**Extract to read:**
Every Wednesday is Heritage Hump Day! That's because every Wednesday from now to the end of the year or before someone really big stops us, Heritage Hump Records (a temporary subsidiary of Onus Records) and New Times will be bringing you a limited edition collector's item of a much beloved Phoenix band that walked the scorched earth of Arizona around or shortly after the year 2000 A.D. We will honor that band with a commemorative digital single that you, the digital public, will have only seven days to download to your computers and smart phones before this single gets marked up to an exorbitant price as determined by the mp3 collector community. When that happens, a new Heritage Hump subject will be chosen and the free-for-a-limited-time-only cycle begins anew.
Thus far in this Heritage Hump series, I have refrained from writing about tribute bands and any band that I have ever been a plectrum-carrying member of. Well, avert your gaze lest you wish to learn about my involvement in several anti-tribute tribute bands, that is, tribute bands more interested in having a good time than being terribly accurate in dress or manner.
First, there was Bluebird, the drunken Wings tribute band that featured members of Less Pain Forever, Trunk Federation, and former New Times music editor Gilbert Garcia. Everyone in that band was either Paul or Linda because who cares about anybody else in Wings, anyway? And we spared the audience none of the wussiest material — "Uncle Albert," "Let 'Em In," "My Love," and that disco mash-up of of "Row Row Row Your Boat" and the Von Trapp Family, "Silly Love Songs." Like I told the fellas before our penultimate gig, "Put your genitals in a drawer, you won't be needing them for the rest of the night."
That jollity lasted about two shows, and then someone had the bright idea of forming a Queen tribute band called Dragon Attack that never performed the Queen song of the same name no matter how often people yelled it out. Just imagine going to see a Led Zeppelin tribute band called Kashmir and every time someone yelled out the namesake song you'd answer with "Yes, we ARE Kashmir" and always left them hanging.
Like Bluebird, Dragon Attack also featured Gil Garcia and Chris Kennedy, plus Chris Doyle of Sunorus and Tres Ikner of Dutch Holly. Dragon Attack was a lot of work. We never realized how ridiculously difficult songs you've heard a million times can be to learn, made even worse by my decision to emulate Freddie Mercury by securing a set of Austin Powers buck teeth to my own set of molars using Poli-Grip. That is they key to accurately emulating the Merc's unique vocal style. Didn't you ever wonder why he's constantly licking his choppers? It's because no moisture can get past that cattle catcher he has blocking his gullet. It gets as dry as a cave back there.

**Dataset extract:**
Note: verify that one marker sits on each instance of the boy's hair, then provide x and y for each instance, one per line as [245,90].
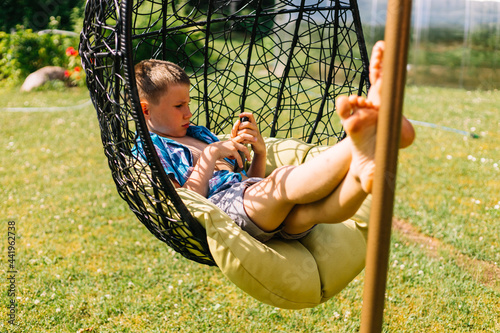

**Jobs:**
[1] Can you rewrite the tribute-band piece from "Thus far in" up to and including "dress or manner.", swapping "plectrum-carrying" for "guitar-playing"?
[2] According to the tribute-band piece, which two people played in both Bluebird and Dragon Attack?
[3] Carry on the piece about the tribute bands from the point where it stops.
The data on this page isn't needed for any of the work.

**Exercise answers:**
[1]
Thus far in this Heritage Hump series, I have refrained from writing about tribute bands and any band that I have ever been a guitar-playing member of. Well, avert your gaze lest you wish to learn about my involvement in several anti-tribute tribute bands, that is, tribute bands more interested in having a good time than being terribly accurate in dress or manner.

[2] Gil Garcia and Chris Kennedy.

[3]
That went on for about four shows. Then one day in 2003, somebody phoned me and asked if I knew of a Beatles tribute band and told me how much he was willing to pay for them. It was more than Lorne Michaels was willing to pay to reunite the real Beatles on SNL. I hung up the phone, called Pat Singleton and Nick Pasco of Sugar High and Chris Doyle. And M.B.E. (Mutant Beatles Experiment) was born.
I'm never quite sure what the club owner who secured our services thought of the fact that we wore antennae on our heads and threatened the audience members who asked what happened to the club's regularly scheduled karaoke night with intergalactic bodily harm. Our stint lasted only three weeks before the club owner or relative of the club owner was removed from his post and we were stuck with a repertoire of 87 songs, all early pre-mustache Beatle songs. So instead of going after lucrative casino gigs, we'd show up at Jugheads or a home for mentally challeneged people and play "Please Please Me" like we had a gun to our backs.
You have to hate Beatles tribute bands as much as I do to really appreciate M.B.E. Most of the ones I see perform the early Beatles songs are way too polite. You get the feeling they're giving the early catalog the short shrift because they can't wait to sing "Let It Be" or "Hey Jude." We never, ever wanted to play that stuff. And we never put on fake Liverpudlian accents, for we were pretending to be Space Invaders rather than British ones. This usually meant excessive use of a fog machine to simulate noxious nerve gasses similar to those used by the real Beatles in 1962-66 that made teens the world over swoon and faint. And answering to the names Victar, Niktar, Phantar, and Kronus.
In creating the kind of Beatles tribute band we all wanted to see, the idea was to play songs harder, louder and faster than any Beatles tribute bands we'd ever seen before, as if we were trying to emulate what the Beatles sounded like jacked up on speed in Germany.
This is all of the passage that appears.